#### [Work instruction 1]
In the text on the Amish study of major affective disorders, which agency provided the grant support when the study began in 1976?
#### [Work instruction 2]
Reproduce the passage from the text on the Amish study of major affective disorders verbatim, starting at "Psychiatric Ascertainment and" up to and including "and church members.".
#### [Work instruction 3]
Carry on the text about the Amish study of major affective disorders from the point where it stops.

#### [Excerpt provided]

+++

Amish Study of Major Affective Disorders
Janice Egeland, Ph.D.
The Amish Study of major affective disorders (bipolar and unipolar forms) began in 1976 with grant support from the National Institute of Mental Health (Egeland and Hostetter, 1983). The study was facilitated by Dr. Janice A. Egeland, the principal investigator, who had been observing and studying the health of this population since 1960 and documenting large families with mental illness. Several methods were designed for the formal ascertainment of mentally ill subjects in multigenerational pedigrees and for clinical evaluations and diagnoses (see below). Pedigrees for genetic study were based on type I bipolar disorder (BPI) probands and on the clustering of psychopathology in the extended families. This process has been continuous for a 32-year period (1976-2008). Blood samples were collected first for biochemical and genetic marker purposes commencing in 1977. Blood samples were also submitted to the NIGMS Human Genetic Cell Repository at the Coriell Institute for Medical Research (CIMR) in order to develop an Amish Study Collection for bipolar affective disorders.
Unique Research Setting
Population isolates are well known for their genetic and cultural homogeneity and their value in medical genetic and molecular biologic study (McKusick et al., 1964). The Old Order Amish, the most conservative group, is characterized by their large families, clear paternity, extensive genealogic records, and geographic immobility. They were willing to support this medical study because of its potential benefits for all people with a "manic-depressive" disorder. The Old Order Amish in this research reside primarily in Lancaster County, Pennsylvania, and represent the oldest deme in the United States. It was founded in pre-Revolutionary days by a small number of Swiss immigrants. It has remained essentially a closed, endogamous group numbering some 12,500 when the research began and had doubled in size by 2000. Relatives of BPI probands have been followed to complete the CIMR cell collection in secondary settlements of Ohio, Indiana, New York, Maryland, Kentucky, and Florida. As an inbred population, this represents a rich resource for genetic studies of rare recessive disorders, dominant conditions, complex traits, chromosomal aberrations, the role of assortative mating, consanguinity, and gene-environment interactions. Over the decades, Amish pedigrees have been cited as excellent general reference cell collections for characterization of new genetic probes and the construction of the human genetic map.
Psychiatric Ascertainment and Diagnosis
Ascertainment was a process completely separate from clinical evaluation. Cases were reported through a community wide network of Amish scribes in every church district (representing the number of families worshipping together). Scribes were given guidelines to help with recognition of significant signs/symptoms of mental illness and also reported any hospitalization or treatment for a psychiatric problem. It was typical to learn of serious mental illness from multiple other informants, basically close family and church members.

+++

#### [Information provided]
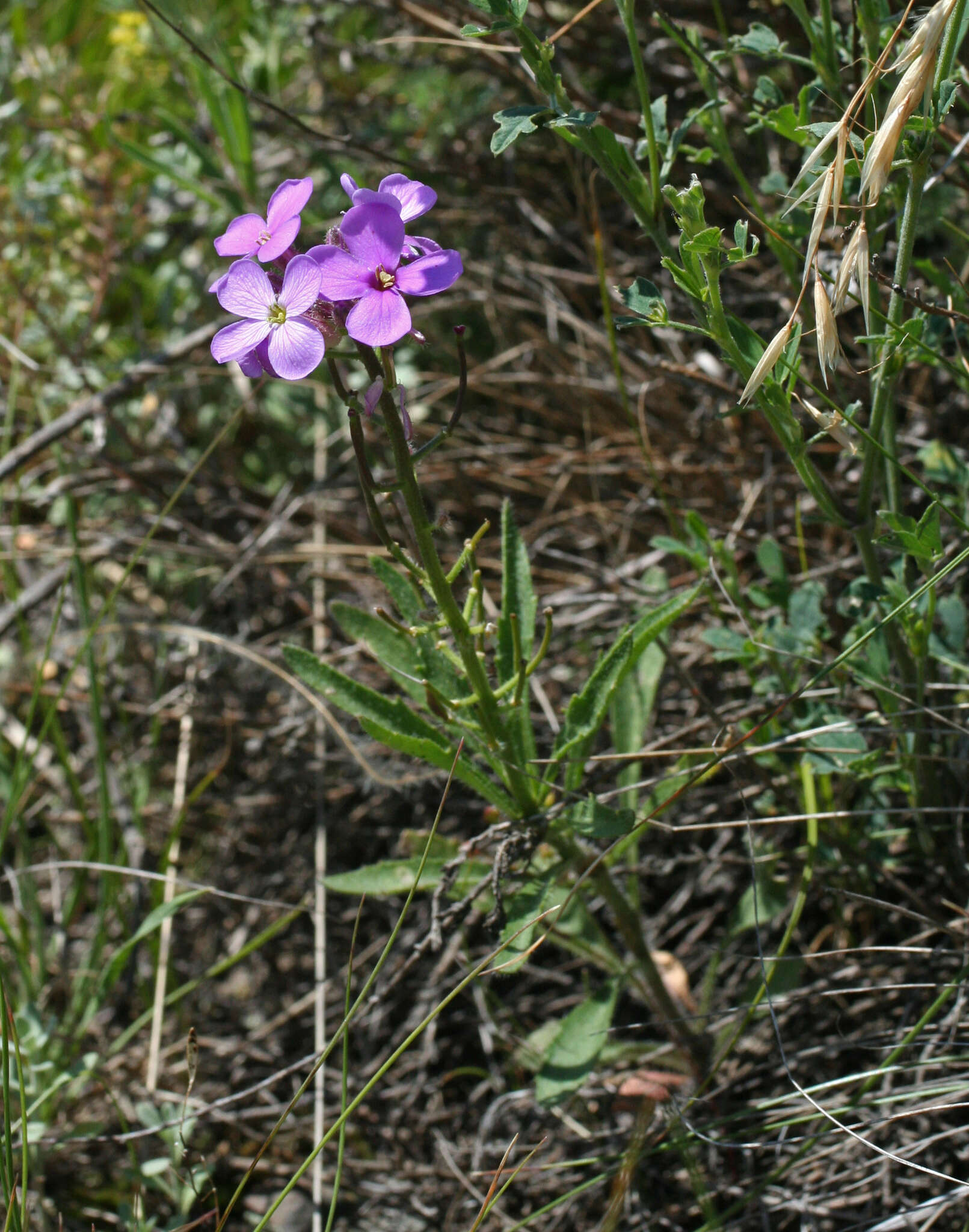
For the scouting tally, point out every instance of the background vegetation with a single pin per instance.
(158, 555)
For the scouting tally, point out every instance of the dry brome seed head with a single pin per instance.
(878, 161)
(771, 355)
(829, 349)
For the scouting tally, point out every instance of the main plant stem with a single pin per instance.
(488, 706)
(626, 917)
(887, 375)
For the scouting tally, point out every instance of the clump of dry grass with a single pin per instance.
(918, 60)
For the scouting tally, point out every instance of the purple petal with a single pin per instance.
(342, 275)
(242, 236)
(263, 355)
(280, 241)
(369, 197)
(415, 197)
(419, 245)
(301, 285)
(238, 339)
(375, 235)
(374, 396)
(380, 319)
(296, 348)
(250, 365)
(430, 274)
(287, 201)
(247, 291)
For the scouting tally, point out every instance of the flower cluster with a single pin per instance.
(355, 283)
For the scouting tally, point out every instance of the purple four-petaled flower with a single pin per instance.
(275, 324)
(370, 271)
(411, 197)
(270, 237)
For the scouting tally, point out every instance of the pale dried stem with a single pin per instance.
(177, 805)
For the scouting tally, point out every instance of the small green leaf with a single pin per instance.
(946, 96)
(760, 40)
(952, 615)
(740, 253)
(768, 93)
(586, 709)
(804, 611)
(435, 751)
(678, 134)
(658, 112)
(398, 876)
(521, 911)
(405, 596)
(577, 1046)
(837, 751)
(365, 704)
(921, 540)
(707, 241)
(596, 821)
(771, 901)
(397, 652)
(512, 123)
(771, 559)
(644, 298)
(574, 120)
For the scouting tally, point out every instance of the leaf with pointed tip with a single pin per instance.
(577, 1046)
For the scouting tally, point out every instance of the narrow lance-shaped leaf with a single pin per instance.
(517, 597)
(577, 1046)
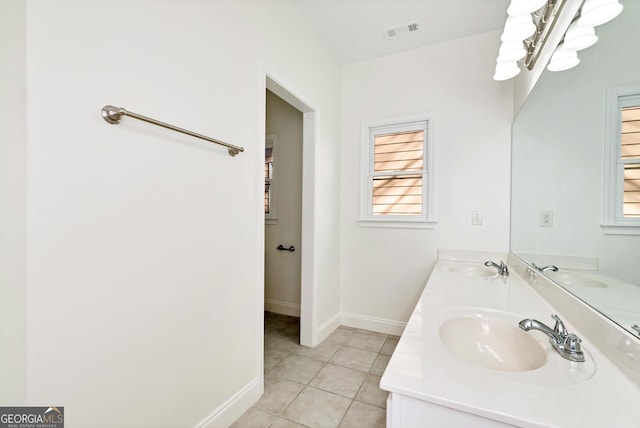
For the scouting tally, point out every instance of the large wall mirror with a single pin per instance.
(558, 172)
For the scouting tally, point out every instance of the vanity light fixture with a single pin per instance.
(542, 15)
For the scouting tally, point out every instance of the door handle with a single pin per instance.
(283, 248)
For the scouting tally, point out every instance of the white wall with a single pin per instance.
(145, 247)
(282, 268)
(558, 154)
(383, 271)
(13, 203)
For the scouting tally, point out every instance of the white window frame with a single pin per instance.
(614, 222)
(427, 219)
(270, 141)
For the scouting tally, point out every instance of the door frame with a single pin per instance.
(308, 267)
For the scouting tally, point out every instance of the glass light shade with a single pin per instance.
(510, 52)
(506, 70)
(563, 59)
(597, 12)
(524, 7)
(518, 28)
(577, 38)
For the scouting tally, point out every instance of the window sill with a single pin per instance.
(620, 229)
(399, 224)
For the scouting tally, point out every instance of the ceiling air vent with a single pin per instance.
(402, 30)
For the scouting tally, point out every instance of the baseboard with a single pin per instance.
(233, 408)
(374, 324)
(328, 327)
(283, 308)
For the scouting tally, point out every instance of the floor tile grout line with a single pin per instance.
(326, 362)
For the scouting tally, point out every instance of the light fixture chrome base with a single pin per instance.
(112, 114)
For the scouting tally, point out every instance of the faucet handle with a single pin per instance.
(559, 328)
(572, 343)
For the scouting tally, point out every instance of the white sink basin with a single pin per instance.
(472, 270)
(491, 340)
(574, 279)
(493, 343)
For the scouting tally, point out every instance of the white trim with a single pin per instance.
(284, 308)
(328, 327)
(614, 222)
(234, 407)
(379, 325)
(428, 219)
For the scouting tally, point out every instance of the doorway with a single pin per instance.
(283, 206)
(297, 266)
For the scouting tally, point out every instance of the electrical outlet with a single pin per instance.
(476, 218)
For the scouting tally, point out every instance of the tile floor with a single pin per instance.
(332, 385)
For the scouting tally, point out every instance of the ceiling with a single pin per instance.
(354, 29)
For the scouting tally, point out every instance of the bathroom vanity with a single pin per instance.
(462, 359)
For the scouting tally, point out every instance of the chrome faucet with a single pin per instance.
(566, 344)
(502, 268)
(545, 268)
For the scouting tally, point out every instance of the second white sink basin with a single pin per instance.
(491, 340)
(492, 343)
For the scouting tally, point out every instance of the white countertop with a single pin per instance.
(568, 394)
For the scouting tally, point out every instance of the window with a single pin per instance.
(397, 177)
(269, 179)
(622, 157)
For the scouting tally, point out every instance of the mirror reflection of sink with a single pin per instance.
(492, 343)
(574, 279)
(472, 270)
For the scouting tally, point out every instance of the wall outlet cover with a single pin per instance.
(546, 218)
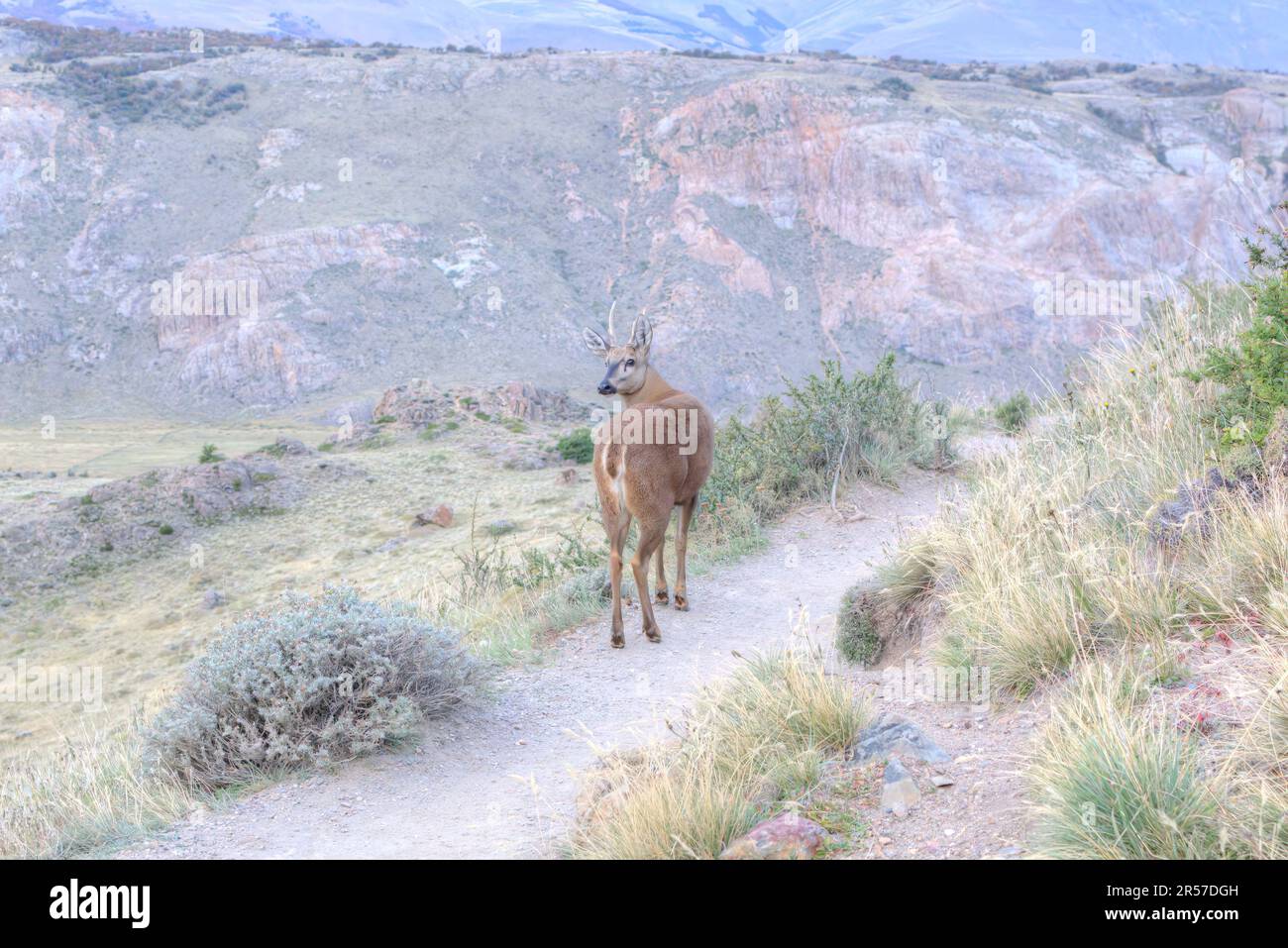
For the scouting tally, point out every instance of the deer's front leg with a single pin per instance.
(617, 545)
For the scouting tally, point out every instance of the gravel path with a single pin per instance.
(500, 780)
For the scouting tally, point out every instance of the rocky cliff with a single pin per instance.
(269, 226)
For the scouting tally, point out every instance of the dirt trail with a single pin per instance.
(500, 780)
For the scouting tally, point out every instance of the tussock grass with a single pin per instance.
(746, 742)
(1050, 575)
(94, 796)
(1051, 553)
(1119, 782)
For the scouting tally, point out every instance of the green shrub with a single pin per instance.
(578, 446)
(1254, 369)
(827, 433)
(1115, 781)
(1014, 414)
(900, 88)
(857, 636)
(321, 679)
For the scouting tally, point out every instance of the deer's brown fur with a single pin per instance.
(645, 480)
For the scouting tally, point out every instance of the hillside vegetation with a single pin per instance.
(1131, 556)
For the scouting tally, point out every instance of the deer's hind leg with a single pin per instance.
(682, 554)
(661, 594)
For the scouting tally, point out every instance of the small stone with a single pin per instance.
(439, 517)
(893, 734)
(786, 836)
(900, 791)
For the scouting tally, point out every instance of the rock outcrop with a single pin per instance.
(765, 214)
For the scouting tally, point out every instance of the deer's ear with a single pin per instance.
(642, 335)
(595, 343)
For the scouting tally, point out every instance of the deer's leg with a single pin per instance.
(682, 552)
(649, 541)
(661, 594)
(617, 544)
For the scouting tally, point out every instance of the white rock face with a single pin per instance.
(463, 217)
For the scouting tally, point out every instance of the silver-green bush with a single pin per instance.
(323, 679)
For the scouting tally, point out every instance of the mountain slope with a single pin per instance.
(1249, 34)
(462, 217)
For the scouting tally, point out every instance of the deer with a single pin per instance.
(651, 458)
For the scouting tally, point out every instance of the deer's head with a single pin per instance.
(625, 366)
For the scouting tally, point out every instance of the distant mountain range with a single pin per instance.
(1239, 34)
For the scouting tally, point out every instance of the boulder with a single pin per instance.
(438, 517)
(786, 836)
(900, 791)
(1189, 513)
(893, 734)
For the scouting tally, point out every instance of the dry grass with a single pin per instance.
(746, 742)
(94, 796)
(1050, 572)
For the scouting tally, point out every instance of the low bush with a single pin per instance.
(1014, 414)
(746, 743)
(1253, 371)
(322, 679)
(827, 433)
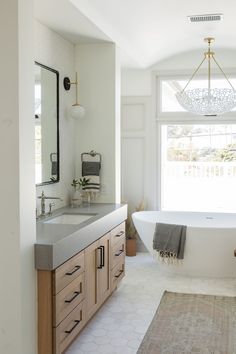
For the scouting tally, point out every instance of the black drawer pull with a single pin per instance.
(101, 257)
(74, 297)
(75, 325)
(117, 276)
(118, 254)
(120, 234)
(73, 271)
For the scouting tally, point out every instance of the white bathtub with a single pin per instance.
(210, 241)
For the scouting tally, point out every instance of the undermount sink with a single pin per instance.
(69, 219)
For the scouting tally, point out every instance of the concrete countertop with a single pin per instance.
(56, 243)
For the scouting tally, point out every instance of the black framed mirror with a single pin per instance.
(46, 93)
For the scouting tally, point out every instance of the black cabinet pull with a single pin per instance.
(73, 271)
(74, 297)
(119, 253)
(117, 276)
(101, 257)
(75, 325)
(120, 234)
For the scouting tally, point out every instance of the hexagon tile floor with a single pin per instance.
(119, 326)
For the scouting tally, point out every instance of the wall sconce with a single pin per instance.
(76, 110)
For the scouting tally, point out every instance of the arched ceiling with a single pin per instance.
(146, 31)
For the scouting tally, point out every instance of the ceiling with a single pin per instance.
(145, 31)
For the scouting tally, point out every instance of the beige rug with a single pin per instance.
(192, 323)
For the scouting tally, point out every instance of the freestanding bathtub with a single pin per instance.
(210, 241)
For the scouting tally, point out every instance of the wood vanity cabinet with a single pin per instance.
(70, 295)
(97, 274)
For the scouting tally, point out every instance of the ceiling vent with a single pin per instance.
(205, 18)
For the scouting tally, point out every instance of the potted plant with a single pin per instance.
(131, 233)
(77, 196)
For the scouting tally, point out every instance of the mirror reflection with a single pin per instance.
(46, 125)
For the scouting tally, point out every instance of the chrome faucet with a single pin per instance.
(43, 198)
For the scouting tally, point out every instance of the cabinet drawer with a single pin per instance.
(117, 233)
(118, 251)
(117, 273)
(68, 271)
(68, 329)
(68, 298)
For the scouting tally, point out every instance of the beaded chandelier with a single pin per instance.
(208, 101)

+++

#### [Output 1]
The National Institute of Mental Health.

#### [Output 2]
Psychiatric Ascertainment and Diagnosis
Ascertainment was a process completely separate from clinical evaluation. Cases were reported through a community wide network of Amish scribes in every church district (representing the number of families worshipping together). Scribes were given guidelines to help with recognition of significant signs/symptoms of mental illness and also reported any hospitalization or treatment for a psychiatric problem. It was typical to learn of serious mental illness from multiple other informants, basically close family and church members.

#### [Output 3]
Two methods have been used for collection of clinical information: psychiatric interviewing and abstraction of medical records. The Amish Study staff included persons trained in administering the Schedule for Affective Disorders and Schizophrenia – Lifetime Version (SADS-L). It was pre-tested to confirm that the vocabulary and context of questions was culturally appropriate. An interviewer read SADS-L questions as another took detailed notes. A pre-coded checklist was not used as a basis for diagnosis. The interpretation of interview answers was left to professional psychiatrists. Policy required interview of the patient, if possible, and at least three of the closest family members, with the average being six. The second method was abstraction of all medical records (hospital, clinic, private physician) using informed consent, both IRB-based and those from local psychiatric facilities. The issue of "blindness" was strategic and included: no names, no references to existing diagnoses, no relationship to other subjects, no specific medications/treatment, any of which could influence an independent diagnosis. These same procedural methods remain in place (Hostetter et al., 1983; Egeland et al., 1990).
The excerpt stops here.